## start MATERIAL TO PROCESS

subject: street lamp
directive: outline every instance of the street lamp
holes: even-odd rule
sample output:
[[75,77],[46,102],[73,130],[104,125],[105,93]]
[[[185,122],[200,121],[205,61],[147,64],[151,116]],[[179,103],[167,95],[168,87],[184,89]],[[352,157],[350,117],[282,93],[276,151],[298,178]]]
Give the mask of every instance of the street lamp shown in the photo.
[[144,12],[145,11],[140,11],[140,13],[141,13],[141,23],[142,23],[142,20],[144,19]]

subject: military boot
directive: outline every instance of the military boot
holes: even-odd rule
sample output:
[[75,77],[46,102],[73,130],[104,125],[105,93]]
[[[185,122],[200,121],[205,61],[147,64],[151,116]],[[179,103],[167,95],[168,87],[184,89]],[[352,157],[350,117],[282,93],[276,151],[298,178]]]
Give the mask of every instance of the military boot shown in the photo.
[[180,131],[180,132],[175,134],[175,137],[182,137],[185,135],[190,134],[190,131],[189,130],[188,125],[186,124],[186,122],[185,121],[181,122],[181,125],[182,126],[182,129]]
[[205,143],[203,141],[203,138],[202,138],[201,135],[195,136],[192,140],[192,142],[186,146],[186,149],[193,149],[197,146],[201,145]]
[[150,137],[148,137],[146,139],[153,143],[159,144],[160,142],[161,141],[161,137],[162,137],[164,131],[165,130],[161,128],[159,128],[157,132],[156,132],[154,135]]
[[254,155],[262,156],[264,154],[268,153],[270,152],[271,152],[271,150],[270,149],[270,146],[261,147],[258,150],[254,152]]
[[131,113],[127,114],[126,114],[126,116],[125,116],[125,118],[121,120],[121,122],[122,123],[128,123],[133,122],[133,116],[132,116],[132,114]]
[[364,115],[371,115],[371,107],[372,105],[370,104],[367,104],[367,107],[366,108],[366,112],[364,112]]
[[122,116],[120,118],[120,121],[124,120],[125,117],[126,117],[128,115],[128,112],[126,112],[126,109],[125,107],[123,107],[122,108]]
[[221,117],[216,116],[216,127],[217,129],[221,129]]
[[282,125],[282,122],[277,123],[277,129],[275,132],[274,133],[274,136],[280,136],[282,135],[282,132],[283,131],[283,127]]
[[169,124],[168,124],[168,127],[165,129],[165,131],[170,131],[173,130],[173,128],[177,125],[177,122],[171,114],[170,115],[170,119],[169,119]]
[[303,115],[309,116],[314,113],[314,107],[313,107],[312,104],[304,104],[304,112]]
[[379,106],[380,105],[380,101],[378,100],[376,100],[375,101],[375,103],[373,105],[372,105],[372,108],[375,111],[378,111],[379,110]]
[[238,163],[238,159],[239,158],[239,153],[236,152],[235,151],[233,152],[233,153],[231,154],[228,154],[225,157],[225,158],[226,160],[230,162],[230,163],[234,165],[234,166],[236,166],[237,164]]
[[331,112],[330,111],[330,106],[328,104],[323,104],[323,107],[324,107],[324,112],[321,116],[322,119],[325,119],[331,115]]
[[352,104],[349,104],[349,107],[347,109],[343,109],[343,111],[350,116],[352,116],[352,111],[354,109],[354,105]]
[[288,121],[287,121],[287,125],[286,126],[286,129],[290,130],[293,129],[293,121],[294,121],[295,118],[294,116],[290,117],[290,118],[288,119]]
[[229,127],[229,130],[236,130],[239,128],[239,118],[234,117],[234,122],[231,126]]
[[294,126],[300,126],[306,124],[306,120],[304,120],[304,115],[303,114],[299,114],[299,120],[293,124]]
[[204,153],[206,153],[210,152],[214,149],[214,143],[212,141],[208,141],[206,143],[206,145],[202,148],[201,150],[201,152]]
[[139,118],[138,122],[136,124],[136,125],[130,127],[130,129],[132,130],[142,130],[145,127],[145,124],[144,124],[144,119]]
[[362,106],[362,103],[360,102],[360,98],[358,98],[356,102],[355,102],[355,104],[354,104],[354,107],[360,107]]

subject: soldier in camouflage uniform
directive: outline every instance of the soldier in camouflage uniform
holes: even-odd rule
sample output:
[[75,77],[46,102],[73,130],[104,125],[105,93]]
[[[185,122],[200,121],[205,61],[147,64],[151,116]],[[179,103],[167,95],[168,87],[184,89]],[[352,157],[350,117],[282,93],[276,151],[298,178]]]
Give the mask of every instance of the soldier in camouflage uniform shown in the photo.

## end MATERIAL TO PROCESS

Turn every line of the material above into a Markdown table with the columns "Row" and "Material line," numbering the rows in order and leaving out the blank lines.

| Row | Material line |
|---|---|
| 1 | subject: street lamp |
| 2 | directive: outline every instance of the street lamp |
| 3 | holes: even-odd rule |
| 4 | sample output: |
| 5 | [[75,77],[46,102],[73,130],[104,125],[105,93]] |
| 6 | [[[185,122],[200,121],[205,61],[147,64],[151,116]],[[179,103],[167,95],[168,87],[184,89]],[[352,157],[350,117],[282,93],[276,151],[298,178]]] |
| 7 | Give the mask of every instance of the street lamp shown in the photo. |
| 8 | [[144,12],[145,11],[140,11],[140,13],[141,13],[141,23],[142,23],[142,20],[144,19]] |
| 9 | subject: military boot |
| 10 | directive: outline every instance of the military boot |
| 11 | holes: even-odd rule |
| 12 | sample output: |
| 13 | [[75,77],[46,102],[73,130],[104,125],[105,93]] |
| 14 | [[[185,122],[200,121],[205,61],[147,64],[151,116]],[[179,103],[167,95],[168,87],[184,89]],[[352,157],[350,117],[282,93],[276,151],[298,178]]] |
| 15 | Give the mask of every instance of the military boot shown in the photo. |
| 16 | [[180,131],[180,132],[175,134],[175,137],[182,137],[185,135],[190,134],[190,131],[189,130],[188,125],[186,124],[186,122],[185,121],[181,122],[181,125],[182,126],[182,129]] |
| 17 | [[205,143],[203,141],[203,138],[202,138],[201,135],[195,136],[192,140],[192,142],[186,146],[186,149],[193,149],[197,146],[201,145]] |
| 18 | [[150,137],[148,137],[146,139],[153,143],[159,144],[160,142],[161,141],[161,137],[162,137],[164,131],[165,130],[161,128],[159,128],[157,132],[156,132],[154,135]] |
| 19 | [[254,155],[262,156],[264,154],[268,153],[270,152],[271,152],[271,150],[270,149],[270,146],[261,147],[258,150],[254,152]] |
| 20 | [[131,113],[127,114],[126,114],[126,116],[125,116],[125,118],[121,120],[121,122],[122,123],[128,123],[133,122],[133,116],[132,116],[132,114]] |
| 21 | [[364,115],[371,115],[371,107],[372,105],[370,104],[367,104],[367,107],[366,108],[366,112],[364,112]] |
| 22 | [[122,116],[120,118],[120,121],[124,120],[125,117],[126,117],[128,115],[128,112],[126,112],[126,109],[125,107],[123,107],[122,108]] |
| 23 | [[221,117],[216,116],[216,127],[217,129],[221,129]] |
| 24 | [[282,125],[282,122],[277,123],[277,129],[275,132],[274,133],[274,136],[280,136],[282,135],[282,132],[283,131],[283,127]] |
| 25 | [[169,124],[168,124],[168,127],[165,129],[165,131],[170,131],[173,130],[173,128],[177,125],[177,122],[171,114],[170,115],[170,119],[169,119]] |
| 26 | [[303,115],[309,116],[314,113],[314,107],[313,107],[312,104],[304,104],[304,112]] |
| 27 | [[379,106],[380,105],[380,101],[378,100],[376,100],[375,101],[375,103],[373,105],[372,105],[372,108],[375,111],[378,111],[379,110]] |
| 28 | [[238,163],[238,159],[239,158],[239,153],[236,152],[235,151],[233,152],[233,153],[231,154],[228,154],[225,157],[225,158],[226,160],[230,162],[230,163],[234,165],[234,166],[236,166],[237,164]] |
| 29 | [[331,112],[330,111],[330,106],[328,104],[323,104],[323,107],[324,107],[324,112],[321,116],[322,119],[325,119],[331,115]] |
| 30 | [[352,104],[349,104],[349,107],[347,109],[343,109],[343,111],[350,116],[352,116],[352,111],[354,109],[354,105]] |
| 31 | [[288,121],[287,121],[287,125],[286,126],[286,129],[290,130],[293,129],[293,121],[294,121],[295,118],[294,116],[290,117],[290,118],[288,119]] |
| 32 | [[229,127],[229,130],[236,130],[239,128],[239,118],[234,117],[234,122],[231,126]] |
| 33 | [[294,126],[300,126],[306,124],[306,120],[304,120],[304,115],[303,114],[299,114],[299,120],[293,124]] |
| 34 | [[204,153],[206,153],[210,152],[214,149],[214,143],[212,141],[208,141],[206,143],[206,145],[202,148],[201,150],[201,152]] |
| 35 | [[139,118],[138,122],[136,124],[136,125],[130,127],[130,129],[132,130],[142,130],[145,127],[145,124],[144,124],[144,119]] |
| 36 | [[362,106],[362,103],[360,102],[360,98],[358,98],[356,102],[355,102],[355,104],[354,104],[354,107],[360,107]] |
| 37 | subject: soldier in camouflage uniform |
| 38 | directive: outline every instance of the soldier in camouflage uniform |
| 39 | holes: even-odd rule |
| 40 | sample output: |
| 41 | [[75,77],[46,102],[73,130],[104,125],[105,93]] |
| 42 | [[[185,122],[200,121],[205,61],[147,64],[151,116]],[[179,103],[167,95],[168,87],[184,89]],[[352,157],[350,117],[282,93],[276,151],[298,178]]] |
| 43 | Give the mask of every instance of the soldier in camouflage uniform shown in the photo. |